• What to work on:
Starting at the line that contains "235H257L259 232L253 229L249", output each line through the end of the data exactly, and nothing more.

• The data:
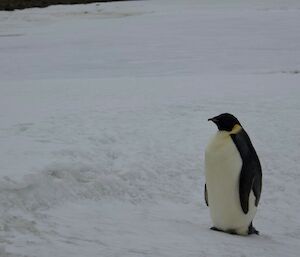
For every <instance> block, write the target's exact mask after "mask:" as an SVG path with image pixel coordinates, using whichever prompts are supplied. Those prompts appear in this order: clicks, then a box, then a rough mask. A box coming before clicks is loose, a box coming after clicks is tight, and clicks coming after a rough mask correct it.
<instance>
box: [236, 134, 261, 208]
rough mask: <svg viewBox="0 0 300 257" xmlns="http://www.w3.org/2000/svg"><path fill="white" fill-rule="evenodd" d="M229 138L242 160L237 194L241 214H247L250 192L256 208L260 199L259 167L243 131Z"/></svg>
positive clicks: (259, 165) (247, 138)
mask: <svg viewBox="0 0 300 257" xmlns="http://www.w3.org/2000/svg"><path fill="white" fill-rule="evenodd" d="M231 138H232V140H233V142H234V143H235V145H236V147H237V149H238V151H239V153H240V156H241V158H242V169H241V174H240V185H239V193H240V202H241V207H242V209H243V212H244V213H245V214H247V213H248V210H249V195H250V192H251V190H253V193H254V196H255V205H256V206H257V205H258V202H259V199H260V194H261V185H262V182H261V180H262V172H261V166H260V162H259V159H258V156H257V154H256V151H255V149H254V147H253V145H252V143H251V141H250V138H249V136H248V134H247V133H246V131H245V130H244V129H241V130H240V131H239V132H238V133H237V134H231Z"/></svg>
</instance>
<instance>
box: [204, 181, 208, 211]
mask: <svg viewBox="0 0 300 257" xmlns="http://www.w3.org/2000/svg"><path fill="white" fill-rule="evenodd" d="M204 198H205V202H206V205H207V206H208V196H207V188H206V184H205V185H204Z"/></svg>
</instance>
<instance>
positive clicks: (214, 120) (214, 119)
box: [208, 117, 218, 123]
mask: <svg viewBox="0 0 300 257" xmlns="http://www.w3.org/2000/svg"><path fill="white" fill-rule="evenodd" d="M208 121H212V122H213V123H217V122H218V119H217V118H216V117H213V118H210V119H208Z"/></svg>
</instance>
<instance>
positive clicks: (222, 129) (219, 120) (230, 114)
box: [208, 113, 241, 131]
mask: <svg viewBox="0 0 300 257" xmlns="http://www.w3.org/2000/svg"><path fill="white" fill-rule="evenodd" d="M208 120H209V121H210V120H211V121H212V122H214V123H215V124H216V125H217V127H218V129H219V130H225V131H231V130H232V129H233V127H234V126H235V125H236V124H238V125H240V126H241V124H240V122H239V121H238V119H237V118H236V117H234V116H233V115H232V114H230V113H222V114H220V115H219V116H216V117H213V118H211V119H208Z"/></svg>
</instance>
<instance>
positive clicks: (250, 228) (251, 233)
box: [248, 222, 259, 235]
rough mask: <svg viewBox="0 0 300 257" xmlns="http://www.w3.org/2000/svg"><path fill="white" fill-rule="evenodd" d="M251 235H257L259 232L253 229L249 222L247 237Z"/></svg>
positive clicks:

• Output of the task:
rough mask: <svg viewBox="0 0 300 257" xmlns="http://www.w3.org/2000/svg"><path fill="white" fill-rule="evenodd" d="M251 235H257L259 232L253 229L249 222L247 237Z"/></svg>
positive clicks:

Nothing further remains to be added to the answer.